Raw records
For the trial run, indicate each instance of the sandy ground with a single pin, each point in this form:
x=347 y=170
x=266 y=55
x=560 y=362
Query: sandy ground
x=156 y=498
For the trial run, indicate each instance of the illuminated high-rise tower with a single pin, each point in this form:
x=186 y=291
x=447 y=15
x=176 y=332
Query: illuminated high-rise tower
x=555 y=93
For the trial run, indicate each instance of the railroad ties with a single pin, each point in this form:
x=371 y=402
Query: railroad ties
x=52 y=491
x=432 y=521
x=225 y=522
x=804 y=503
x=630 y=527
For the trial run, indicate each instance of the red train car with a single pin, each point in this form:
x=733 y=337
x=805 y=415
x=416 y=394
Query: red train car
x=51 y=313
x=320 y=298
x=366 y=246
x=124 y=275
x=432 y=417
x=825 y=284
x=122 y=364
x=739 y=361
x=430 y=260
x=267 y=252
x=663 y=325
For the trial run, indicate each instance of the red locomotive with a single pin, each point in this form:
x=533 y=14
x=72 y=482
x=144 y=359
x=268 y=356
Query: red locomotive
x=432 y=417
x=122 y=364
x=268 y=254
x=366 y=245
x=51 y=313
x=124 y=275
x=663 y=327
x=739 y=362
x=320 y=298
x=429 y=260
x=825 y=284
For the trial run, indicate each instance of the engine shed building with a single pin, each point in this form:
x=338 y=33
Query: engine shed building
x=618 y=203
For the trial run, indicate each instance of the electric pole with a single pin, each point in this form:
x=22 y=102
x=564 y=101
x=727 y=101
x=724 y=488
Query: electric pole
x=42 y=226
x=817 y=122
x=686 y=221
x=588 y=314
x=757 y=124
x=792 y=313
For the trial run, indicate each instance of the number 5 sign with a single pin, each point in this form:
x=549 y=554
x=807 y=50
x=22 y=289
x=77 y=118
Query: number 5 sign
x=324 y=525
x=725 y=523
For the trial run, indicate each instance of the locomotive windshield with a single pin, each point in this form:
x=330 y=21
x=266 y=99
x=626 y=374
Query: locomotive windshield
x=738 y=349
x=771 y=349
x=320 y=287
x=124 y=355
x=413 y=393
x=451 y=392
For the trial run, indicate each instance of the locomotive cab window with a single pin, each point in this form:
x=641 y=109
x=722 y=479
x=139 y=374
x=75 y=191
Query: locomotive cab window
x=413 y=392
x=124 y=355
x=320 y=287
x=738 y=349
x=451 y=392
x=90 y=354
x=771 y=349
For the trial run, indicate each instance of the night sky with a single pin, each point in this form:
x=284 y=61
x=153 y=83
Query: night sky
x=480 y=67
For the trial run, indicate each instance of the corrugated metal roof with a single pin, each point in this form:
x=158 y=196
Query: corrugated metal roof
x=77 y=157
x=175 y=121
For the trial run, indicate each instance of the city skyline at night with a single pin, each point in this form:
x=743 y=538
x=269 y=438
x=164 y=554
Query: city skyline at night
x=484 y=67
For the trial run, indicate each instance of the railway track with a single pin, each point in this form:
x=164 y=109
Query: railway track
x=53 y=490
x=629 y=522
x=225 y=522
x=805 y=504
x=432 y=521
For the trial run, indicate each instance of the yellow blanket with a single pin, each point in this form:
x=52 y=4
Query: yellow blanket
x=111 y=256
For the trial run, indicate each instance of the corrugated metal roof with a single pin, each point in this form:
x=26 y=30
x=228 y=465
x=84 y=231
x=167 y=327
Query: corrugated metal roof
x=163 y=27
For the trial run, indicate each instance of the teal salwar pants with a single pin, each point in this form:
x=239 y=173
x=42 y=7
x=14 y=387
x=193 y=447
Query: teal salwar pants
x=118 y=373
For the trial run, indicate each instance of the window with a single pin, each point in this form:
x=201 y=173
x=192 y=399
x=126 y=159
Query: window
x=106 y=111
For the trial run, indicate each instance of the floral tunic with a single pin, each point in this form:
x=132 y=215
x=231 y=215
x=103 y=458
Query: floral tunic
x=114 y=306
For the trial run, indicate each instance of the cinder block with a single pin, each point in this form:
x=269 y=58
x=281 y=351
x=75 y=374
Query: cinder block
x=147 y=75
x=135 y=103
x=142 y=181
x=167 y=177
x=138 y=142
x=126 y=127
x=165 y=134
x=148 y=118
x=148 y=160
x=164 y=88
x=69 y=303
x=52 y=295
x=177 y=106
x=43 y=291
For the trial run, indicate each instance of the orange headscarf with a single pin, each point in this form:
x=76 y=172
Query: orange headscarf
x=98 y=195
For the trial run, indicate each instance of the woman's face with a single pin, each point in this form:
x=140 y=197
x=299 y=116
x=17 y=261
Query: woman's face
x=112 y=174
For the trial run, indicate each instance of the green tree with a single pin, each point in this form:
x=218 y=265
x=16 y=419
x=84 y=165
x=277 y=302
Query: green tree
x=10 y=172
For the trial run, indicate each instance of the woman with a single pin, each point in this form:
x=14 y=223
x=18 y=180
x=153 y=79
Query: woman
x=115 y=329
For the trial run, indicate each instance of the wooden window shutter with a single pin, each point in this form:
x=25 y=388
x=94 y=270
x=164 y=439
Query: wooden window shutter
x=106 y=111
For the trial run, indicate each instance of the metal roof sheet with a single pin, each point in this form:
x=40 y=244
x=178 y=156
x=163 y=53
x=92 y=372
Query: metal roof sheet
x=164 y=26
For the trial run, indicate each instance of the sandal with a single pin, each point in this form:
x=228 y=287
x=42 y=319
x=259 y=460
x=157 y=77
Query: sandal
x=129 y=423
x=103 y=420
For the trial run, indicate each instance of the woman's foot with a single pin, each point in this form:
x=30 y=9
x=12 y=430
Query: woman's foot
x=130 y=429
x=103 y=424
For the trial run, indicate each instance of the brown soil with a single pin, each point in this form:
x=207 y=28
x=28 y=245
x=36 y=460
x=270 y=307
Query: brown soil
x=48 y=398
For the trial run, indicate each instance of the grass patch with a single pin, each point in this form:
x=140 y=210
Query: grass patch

Exercise brief:
Reproduce all of the records above word for word, keeping every line as it appears.

Written response:
For the trial run, indicate each instance of the sandy ground with a single pin, each point in this form:
x=347 y=170
x=266 y=55
x=560 y=362
Query: sandy ground
x=156 y=498
For the trial run, indicate each instance of the illuminated high-rise tower with a single pin, each point in this form:
x=186 y=291
x=447 y=15
x=176 y=332
Query: illuminated high-rise tower
x=555 y=93
For the trial run, indicate each instance of the railroad ties with a single pin, each point in this form:
x=371 y=402
Query: railroad ties
x=52 y=491
x=432 y=521
x=225 y=522
x=804 y=503
x=630 y=527
For the trial run, indicate each instance of the red train car with a single pin, each point in this form:
x=733 y=337
x=805 y=415
x=416 y=394
Query: red train car
x=51 y=313
x=320 y=298
x=366 y=246
x=124 y=275
x=432 y=417
x=825 y=284
x=122 y=364
x=739 y=361
x=430 y=260
x=267 y=252
x=663 y=325
For the trial run, indicate each instance of the red locomotive with a single pin, each point in this form:
x=533 y=14
x=72 y=482
x=144 y=359
x=268 y=356
Query: red locomotive
x=432 y=417
x=122 y=364
x=268 y=254
x=366 y=245
x=51 y=313
x=124 y=275
x=663 y=327
x=739 y=362
x=320 y=298
x=429 y=260
x=825 y=284
For the trial run, indicate each instance of the engine shed building with a single pin, each point in this form:
x=338 y=33
Query: engine shed building
x=618 y=203
For the trial run, indicate each instance of the electric pole with a single pin, each point in this form:
x=22 y=102
x=564 y=101
x=727 y=101
x=724 y=488
Query: electric pole
x=42 y=226
x=817 y=122
x=686 y=221
x=588 y=314
x=757 y=124
x=792 y=313
For the trial run, indicate each instance of the number 5 sign with a single pin, each point in this form:
x=549 y=554
x=807 y=50
x=22 y=289
x=77 y=118
Query: number 5 sign
x=324 y=525
x=725 y=523
For the trial run, indicate each instance of the locomotive windshield with a single pin, each point in this form:
x=330 y=21
x=266 y=99
x=626 y=374
Query: locomotive windshield
x=738 y=349
x=771 y=349
x=320 y=287
x=124 y=355
x=413 y=393
x=451 y=392
For the trial run, indicate each instance of the locomotive cab window with a single pin, each point in this form:
x=641 y=109
x=722 y=479
x=139 y=374
x=75 y=191
Query: locomotive cab window
x=413 y=392
x=124 y=355
x=320 y=287
x=738 y=349
x=451 y=392
x=90 y=354
x=771 y=349
For the trial run, indicate each instance of the night sky with a single pin, each point in this form:
x=284 y=61
x=153 y=83
Query: night sky
x=480 y=67
For the trial run, indicate each instance of the corrugated metal roof with a single pin, each point in this form:
x=158 y=196
Query: corrugated metal roof
x=77 y=157
x=175 y=121
For the trial run, indicate each instance of the city skyline at night with a single pin, each point in this form:
x=743 y=538
x=269 y=438
x=164 y=554
Query: city skyline at night
x=484 y=67
For the trial run, indicate each instance of the railway track with a single pin, each point in this form:
x=164 y=109
Query: railway track
x=53 y=490
x=629 y=522
x=225 y=522
x=805 y=504
x=432 y=521
For the trial run, indicate each instance of the yellow blanket with a single pin, each point in this form:
x=52 y=4
Query: yellow blanket
x=111 y=256
For the trial run, indicate each instance of the corrugated metal roof with a single pin, each point in this form:
x=26 y=30
x=228 y=465
x=84 y=231
x=167 y=327
Query: corrugated metal roof
x=163 y=27
For the trial run, indicate each instance of the teal salwar pants with a single pin, each point in this form:
x=239 y=173
x=42 y=7
x=14 y=387
x=193 y=447
Query: teal salwar pants
x=118 y=373
For the trial run, indicate each instance of the window with a single pin, each point in this form:
x=201 y=173
x=192 y=399
x=126 y=159
Query: window
x=106 y=111
For the trial run, indicate each instance of the floral tunic with a single pin, each point in this form:
x=132 y=215
x=231 y=215
x=103 y=458
Query: floral tunic
x=114 y=306
For the trial run, indicate each instance of the cinder block with a single pin, each point in this form:
x=269 y=58
x=281 y=351
x=75 y=374
Query: cinder block
x=147 y=75
x=135 y=103
x=142 y=181
x=167 y=177
x=138 y=142
x=126 y=127
x=165 y=134
x=148 y=118
x=148 y=160
x=164 y=88
x=69 y=303
x=52 y=295
x=177 y=106
x=43 y=291
For the trial run, indicate each instance of the orange headscarf with a single pin, each point in this form:
x=76 y=172
Query: orange headscarf
x=98 y=195
For the trial run, indicate each instance of the woman's face with a single pin, each point in this form:
x=140 y=197
x=299 y=116
x=17 y=261
Query: woman's face
x=112 y=174
For the trial run, indicate each instance of the green tree with a single pin, each point in this form:
x=218 y=265
x=16 y=419
x=84 y=165
x=277 y=302
Query: green tree
x=10 y=172
For the trial run, indicate each instance of the woman with a single pin, each point in this form:
x=14 y=223
x=18 y=180
x=153 y=79
Query: woman
x=115 y=329
For the trial run, indicate each instance of the wooden window shutter with a single pin, each point in this form:
x=25 y=388
x=94 y=270
x=164 y=439
Query: wooden window shutter
x=106 y=111
For the trial run, indicate each instance of the metal roof sheet with a single pin, each point in this form:
x=40 y=244
x=178 y=156
x=163 y=53
x=92 y=372
Query: metal roof sheet
x=164 y=26
For the trial run, indicate each instance of the sandal with a single pin, each point in this form:
x=228 y=287
x=42 y=319
x=259 y=460
x=157 y=77
Query: sandal
x=129 y=423
x=103 y=420
For the trial run, indicate each instance of the woman's foot with a single pin, each point in this form:
x=30 y=9
x=12 y=430
Query: woman's foot
x=130 y=429
x=103 y=424
For the trial run, indicate each instance of the brown soil with a single pin, each point in this form:
x=207 y=28
x=28 y=245
x=36 y=460
x=270 y=307
Query: brown soil
x=48 y=398
For the trial run, indicate each instance of the grass patch with a single pin, each point in this form:
x=140 y=210
Query: grass patch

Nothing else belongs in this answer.